* _WHAT TO PRODUCE_
Count how many lines of the items contain the string "front", treating uppercase and lowercase as distinct. Give only the number.

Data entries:
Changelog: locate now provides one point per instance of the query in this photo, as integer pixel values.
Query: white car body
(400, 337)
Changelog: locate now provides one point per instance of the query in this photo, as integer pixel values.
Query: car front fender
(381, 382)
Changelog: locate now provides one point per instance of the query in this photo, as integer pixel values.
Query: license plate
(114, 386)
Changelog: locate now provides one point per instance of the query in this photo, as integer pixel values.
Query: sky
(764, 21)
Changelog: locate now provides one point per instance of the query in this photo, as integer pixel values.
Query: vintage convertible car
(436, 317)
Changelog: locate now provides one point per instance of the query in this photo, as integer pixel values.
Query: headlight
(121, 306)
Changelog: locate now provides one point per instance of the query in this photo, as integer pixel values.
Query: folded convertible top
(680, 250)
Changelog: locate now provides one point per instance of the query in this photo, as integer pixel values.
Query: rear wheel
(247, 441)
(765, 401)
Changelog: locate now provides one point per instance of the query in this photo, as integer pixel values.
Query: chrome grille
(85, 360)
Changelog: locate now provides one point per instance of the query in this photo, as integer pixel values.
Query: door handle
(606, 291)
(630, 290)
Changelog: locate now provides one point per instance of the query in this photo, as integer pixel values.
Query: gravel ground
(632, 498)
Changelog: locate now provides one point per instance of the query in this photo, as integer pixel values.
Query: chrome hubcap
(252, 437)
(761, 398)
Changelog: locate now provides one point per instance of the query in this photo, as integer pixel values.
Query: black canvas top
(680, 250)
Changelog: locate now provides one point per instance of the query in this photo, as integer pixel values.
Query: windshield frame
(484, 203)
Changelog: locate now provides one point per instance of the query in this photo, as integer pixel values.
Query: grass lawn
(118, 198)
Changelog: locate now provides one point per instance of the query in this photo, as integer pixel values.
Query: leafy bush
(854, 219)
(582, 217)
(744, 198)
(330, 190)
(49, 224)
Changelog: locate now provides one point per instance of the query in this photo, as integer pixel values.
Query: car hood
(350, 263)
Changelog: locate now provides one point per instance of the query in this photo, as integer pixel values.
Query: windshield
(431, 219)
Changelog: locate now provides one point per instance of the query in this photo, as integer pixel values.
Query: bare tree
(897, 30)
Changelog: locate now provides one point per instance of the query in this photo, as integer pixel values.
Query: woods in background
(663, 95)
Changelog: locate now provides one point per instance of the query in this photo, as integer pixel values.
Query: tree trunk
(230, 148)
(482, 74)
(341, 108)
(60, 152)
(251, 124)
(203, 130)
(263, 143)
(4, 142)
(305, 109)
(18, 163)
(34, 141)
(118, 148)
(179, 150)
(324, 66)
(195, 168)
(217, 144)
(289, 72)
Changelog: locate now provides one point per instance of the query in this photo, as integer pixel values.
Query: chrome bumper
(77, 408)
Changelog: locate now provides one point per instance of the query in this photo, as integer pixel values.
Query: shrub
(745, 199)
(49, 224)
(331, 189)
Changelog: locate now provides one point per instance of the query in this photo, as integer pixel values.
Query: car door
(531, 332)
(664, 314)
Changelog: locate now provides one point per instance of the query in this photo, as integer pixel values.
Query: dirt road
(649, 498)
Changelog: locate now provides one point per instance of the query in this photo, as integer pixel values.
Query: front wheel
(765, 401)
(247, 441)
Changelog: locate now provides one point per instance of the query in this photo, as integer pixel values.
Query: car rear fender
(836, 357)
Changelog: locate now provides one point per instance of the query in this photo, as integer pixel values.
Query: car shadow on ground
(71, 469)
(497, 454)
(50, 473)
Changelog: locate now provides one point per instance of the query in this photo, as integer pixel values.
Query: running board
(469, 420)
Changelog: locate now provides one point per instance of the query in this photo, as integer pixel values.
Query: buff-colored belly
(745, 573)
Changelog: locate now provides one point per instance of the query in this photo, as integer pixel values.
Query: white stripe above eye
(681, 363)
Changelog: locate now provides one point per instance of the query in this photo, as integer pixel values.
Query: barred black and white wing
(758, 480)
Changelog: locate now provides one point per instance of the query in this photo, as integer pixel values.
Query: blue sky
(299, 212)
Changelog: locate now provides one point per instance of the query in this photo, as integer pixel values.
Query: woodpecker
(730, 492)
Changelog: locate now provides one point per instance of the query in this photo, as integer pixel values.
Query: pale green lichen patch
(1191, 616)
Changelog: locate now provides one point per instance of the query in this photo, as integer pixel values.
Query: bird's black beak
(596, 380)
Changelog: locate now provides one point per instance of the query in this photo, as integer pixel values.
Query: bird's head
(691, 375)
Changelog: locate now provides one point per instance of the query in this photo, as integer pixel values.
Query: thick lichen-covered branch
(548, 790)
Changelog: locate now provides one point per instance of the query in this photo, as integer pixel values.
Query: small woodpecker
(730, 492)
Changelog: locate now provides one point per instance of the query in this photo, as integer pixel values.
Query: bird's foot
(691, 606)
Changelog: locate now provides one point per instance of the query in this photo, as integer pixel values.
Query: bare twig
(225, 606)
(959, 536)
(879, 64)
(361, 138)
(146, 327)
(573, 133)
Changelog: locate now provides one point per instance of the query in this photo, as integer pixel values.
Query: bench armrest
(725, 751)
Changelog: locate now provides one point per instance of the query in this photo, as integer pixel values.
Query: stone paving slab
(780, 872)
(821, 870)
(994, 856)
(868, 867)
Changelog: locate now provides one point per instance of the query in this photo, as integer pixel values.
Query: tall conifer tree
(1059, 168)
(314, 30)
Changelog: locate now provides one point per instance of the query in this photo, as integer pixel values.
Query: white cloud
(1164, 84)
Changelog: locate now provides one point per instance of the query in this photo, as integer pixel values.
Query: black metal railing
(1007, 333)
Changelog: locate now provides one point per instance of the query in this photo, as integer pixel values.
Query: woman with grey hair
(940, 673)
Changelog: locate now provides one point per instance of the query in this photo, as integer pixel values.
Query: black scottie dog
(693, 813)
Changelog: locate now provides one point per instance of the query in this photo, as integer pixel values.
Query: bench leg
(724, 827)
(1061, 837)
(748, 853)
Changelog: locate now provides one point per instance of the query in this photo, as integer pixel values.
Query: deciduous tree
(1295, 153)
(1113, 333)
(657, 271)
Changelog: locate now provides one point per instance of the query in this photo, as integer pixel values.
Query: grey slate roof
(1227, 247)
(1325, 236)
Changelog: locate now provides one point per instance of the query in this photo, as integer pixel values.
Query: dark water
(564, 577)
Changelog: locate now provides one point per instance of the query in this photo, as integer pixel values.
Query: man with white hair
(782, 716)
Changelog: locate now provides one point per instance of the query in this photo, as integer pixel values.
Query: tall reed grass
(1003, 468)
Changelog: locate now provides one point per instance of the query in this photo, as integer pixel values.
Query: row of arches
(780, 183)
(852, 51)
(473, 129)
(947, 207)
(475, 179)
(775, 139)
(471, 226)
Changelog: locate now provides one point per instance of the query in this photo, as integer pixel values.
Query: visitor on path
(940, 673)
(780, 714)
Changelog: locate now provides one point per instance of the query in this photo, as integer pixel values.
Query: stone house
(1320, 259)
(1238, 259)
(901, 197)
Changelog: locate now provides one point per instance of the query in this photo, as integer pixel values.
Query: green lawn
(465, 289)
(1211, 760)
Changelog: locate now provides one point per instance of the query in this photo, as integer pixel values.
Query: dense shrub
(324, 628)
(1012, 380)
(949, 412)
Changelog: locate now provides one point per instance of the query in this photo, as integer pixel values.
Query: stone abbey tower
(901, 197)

* _RESULT OF THIS EXERCISE_
2